=== What to produce ===
From the listing below, quote word for word the lines that begin at the line containing "Task: confirm every instance of the red roof" and stop after the line containing "Query: laptop trackpad", including both of those lines and nothing else.
START Exercise data
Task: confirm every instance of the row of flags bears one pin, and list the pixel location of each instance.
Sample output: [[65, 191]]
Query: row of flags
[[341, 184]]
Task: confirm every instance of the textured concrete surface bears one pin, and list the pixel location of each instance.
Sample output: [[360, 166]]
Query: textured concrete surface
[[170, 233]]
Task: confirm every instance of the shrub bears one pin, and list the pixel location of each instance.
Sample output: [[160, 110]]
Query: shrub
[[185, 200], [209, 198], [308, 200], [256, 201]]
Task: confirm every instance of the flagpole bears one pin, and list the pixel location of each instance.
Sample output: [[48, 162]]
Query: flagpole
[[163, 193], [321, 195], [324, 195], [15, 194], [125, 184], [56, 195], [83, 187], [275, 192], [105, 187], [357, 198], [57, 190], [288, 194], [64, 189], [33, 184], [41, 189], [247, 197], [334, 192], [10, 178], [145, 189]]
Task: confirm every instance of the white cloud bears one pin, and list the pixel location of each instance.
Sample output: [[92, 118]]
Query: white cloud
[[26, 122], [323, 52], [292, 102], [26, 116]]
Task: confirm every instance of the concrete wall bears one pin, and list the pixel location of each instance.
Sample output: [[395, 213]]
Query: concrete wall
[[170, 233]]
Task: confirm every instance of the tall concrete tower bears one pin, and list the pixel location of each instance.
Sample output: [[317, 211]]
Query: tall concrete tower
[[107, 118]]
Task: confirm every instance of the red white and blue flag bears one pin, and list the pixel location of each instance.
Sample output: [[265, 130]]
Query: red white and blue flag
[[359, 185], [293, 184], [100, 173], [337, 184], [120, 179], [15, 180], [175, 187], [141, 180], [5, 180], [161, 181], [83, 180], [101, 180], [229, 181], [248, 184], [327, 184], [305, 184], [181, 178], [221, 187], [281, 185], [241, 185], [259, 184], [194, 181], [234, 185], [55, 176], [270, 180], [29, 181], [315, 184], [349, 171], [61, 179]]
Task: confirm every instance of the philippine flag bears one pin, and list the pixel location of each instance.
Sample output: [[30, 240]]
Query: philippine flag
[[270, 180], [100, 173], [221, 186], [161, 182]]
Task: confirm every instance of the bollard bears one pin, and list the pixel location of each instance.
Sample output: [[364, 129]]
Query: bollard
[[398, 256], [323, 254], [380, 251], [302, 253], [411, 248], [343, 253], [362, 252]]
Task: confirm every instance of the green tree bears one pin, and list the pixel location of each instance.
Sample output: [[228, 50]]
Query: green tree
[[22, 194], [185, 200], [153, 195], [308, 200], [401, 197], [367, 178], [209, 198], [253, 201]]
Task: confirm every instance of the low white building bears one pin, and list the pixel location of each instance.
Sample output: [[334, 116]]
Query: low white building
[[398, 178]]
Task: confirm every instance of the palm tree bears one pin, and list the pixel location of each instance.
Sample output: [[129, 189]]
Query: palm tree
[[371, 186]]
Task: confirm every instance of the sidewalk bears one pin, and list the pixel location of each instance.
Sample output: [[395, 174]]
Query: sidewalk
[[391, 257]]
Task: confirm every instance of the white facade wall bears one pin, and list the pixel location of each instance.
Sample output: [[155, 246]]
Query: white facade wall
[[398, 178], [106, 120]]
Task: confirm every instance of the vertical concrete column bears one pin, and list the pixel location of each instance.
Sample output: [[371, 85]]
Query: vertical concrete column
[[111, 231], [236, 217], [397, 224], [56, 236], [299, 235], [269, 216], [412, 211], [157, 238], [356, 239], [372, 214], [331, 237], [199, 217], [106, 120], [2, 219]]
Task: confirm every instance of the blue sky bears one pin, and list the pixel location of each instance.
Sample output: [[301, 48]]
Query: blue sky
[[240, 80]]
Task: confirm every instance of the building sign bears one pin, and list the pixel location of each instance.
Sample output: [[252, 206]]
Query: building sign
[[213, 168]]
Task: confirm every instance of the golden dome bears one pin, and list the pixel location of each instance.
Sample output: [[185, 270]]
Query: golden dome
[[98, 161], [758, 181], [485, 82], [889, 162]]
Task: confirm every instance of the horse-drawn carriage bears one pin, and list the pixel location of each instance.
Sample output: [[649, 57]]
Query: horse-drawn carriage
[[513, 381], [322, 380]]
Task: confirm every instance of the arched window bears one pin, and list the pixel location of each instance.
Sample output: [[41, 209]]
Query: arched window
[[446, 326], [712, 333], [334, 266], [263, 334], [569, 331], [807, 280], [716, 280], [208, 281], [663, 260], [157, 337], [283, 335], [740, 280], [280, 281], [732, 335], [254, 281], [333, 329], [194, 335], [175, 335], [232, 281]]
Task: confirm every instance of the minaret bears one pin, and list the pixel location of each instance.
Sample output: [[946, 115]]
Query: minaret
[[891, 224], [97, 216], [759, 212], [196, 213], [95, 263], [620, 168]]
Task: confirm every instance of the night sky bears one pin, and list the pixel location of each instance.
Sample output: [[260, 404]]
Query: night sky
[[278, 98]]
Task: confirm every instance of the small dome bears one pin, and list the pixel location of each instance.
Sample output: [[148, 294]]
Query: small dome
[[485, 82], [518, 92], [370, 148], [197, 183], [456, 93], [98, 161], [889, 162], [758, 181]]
END Exercise data
START Exercise data
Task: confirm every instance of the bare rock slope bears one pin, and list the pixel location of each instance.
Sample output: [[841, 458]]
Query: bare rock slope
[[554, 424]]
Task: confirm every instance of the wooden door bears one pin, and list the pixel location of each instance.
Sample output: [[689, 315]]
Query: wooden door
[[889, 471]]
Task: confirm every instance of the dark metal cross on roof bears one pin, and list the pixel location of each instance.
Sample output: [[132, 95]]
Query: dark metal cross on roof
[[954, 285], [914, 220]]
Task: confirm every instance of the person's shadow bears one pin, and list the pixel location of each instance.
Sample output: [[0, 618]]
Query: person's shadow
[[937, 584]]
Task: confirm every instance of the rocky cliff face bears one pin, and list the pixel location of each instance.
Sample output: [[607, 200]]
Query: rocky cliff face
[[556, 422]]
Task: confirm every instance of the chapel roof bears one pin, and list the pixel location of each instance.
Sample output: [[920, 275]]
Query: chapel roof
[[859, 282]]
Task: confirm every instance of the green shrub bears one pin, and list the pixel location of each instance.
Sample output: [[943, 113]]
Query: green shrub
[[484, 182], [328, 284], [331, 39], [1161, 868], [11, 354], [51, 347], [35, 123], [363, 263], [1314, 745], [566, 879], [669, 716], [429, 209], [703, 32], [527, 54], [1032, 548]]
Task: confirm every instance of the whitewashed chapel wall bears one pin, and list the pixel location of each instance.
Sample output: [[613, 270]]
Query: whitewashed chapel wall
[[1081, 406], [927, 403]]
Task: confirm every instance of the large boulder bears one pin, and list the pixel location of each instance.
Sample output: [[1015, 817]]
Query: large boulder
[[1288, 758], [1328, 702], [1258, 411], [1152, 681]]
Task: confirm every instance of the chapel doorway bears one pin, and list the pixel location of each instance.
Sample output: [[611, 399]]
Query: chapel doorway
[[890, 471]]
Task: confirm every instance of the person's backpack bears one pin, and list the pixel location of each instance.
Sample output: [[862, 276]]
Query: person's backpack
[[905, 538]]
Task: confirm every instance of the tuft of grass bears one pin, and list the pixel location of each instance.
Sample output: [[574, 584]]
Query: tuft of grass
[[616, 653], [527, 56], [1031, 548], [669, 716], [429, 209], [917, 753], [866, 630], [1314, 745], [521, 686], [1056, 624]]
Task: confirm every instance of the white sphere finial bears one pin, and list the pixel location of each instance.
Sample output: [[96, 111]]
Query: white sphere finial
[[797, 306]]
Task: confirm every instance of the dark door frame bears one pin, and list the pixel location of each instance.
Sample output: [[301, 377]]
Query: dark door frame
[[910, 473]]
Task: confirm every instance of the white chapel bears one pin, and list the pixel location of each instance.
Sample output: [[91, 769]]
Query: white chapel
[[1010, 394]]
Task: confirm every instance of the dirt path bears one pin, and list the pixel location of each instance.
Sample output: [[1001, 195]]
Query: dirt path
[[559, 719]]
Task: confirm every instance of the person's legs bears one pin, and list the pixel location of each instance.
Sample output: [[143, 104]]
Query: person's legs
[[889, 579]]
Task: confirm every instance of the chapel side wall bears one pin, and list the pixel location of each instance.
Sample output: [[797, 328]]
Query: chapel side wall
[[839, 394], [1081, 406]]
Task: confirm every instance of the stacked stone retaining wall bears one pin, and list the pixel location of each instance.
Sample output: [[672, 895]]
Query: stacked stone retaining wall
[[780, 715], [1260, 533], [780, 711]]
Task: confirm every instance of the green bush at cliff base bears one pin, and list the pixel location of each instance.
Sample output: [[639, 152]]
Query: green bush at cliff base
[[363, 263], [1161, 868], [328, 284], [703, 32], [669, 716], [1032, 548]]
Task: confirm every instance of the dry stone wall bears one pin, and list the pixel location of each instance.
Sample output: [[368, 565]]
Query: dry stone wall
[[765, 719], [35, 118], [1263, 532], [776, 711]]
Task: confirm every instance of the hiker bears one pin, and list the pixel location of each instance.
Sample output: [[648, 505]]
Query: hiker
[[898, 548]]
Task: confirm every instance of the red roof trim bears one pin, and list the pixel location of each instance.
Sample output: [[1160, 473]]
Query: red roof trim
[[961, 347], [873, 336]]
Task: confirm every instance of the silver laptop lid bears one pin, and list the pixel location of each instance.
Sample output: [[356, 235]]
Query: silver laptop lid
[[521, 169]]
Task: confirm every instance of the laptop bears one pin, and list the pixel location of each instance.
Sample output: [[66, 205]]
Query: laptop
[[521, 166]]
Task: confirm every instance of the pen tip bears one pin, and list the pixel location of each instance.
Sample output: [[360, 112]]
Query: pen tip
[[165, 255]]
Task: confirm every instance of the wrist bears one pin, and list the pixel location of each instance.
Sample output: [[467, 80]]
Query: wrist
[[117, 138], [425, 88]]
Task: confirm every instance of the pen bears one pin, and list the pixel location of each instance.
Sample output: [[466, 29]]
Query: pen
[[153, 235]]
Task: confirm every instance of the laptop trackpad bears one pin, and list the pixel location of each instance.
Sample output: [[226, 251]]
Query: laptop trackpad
END Exercise data
=== Output of the exercise ===
Task: confirm every instance of the red roof trim bears one pin, and list the pixel location of each instance.
Sample output: [[1160, 473]]
Query: red roof trim
[[961, 347], [873, 336]]
Task: confirm every instance of the silver laptop lid bears one pin, and list the pixel location of each instance.
Sample output: [[356, 235]]
Query: silver laptop lid
[[521, 169]]
Task: confirm every instance of the laptop bears one pin, and list the pixel location of each instance.
Sample output: [[66, 205]]
Query: laptop
[[521, 166]]
Task: confirm every instance of the pen tip bears one pin, and list the pixel location of each instance.
Sample output: [[360, 112]]
Query: pen tip
[[165, 255]]
Task: confirm every instance of the wrist bears one pin, and list the pixel location of each instance.
Sample output: [[467, 80]]
Query: wrist
[[117, 138], [425, 88]]
Task: confirm every instance of the pen bears one pin, and list the pixel location of each instance.
Sample output: [[466, 29]]
Query: pen
[[153, 235]]
Task: confirm every instance of the laptop trackpad bears one pin, and list the pixel location of each instance.
Sample output: [[226, 251]]
Query: laptop trackpad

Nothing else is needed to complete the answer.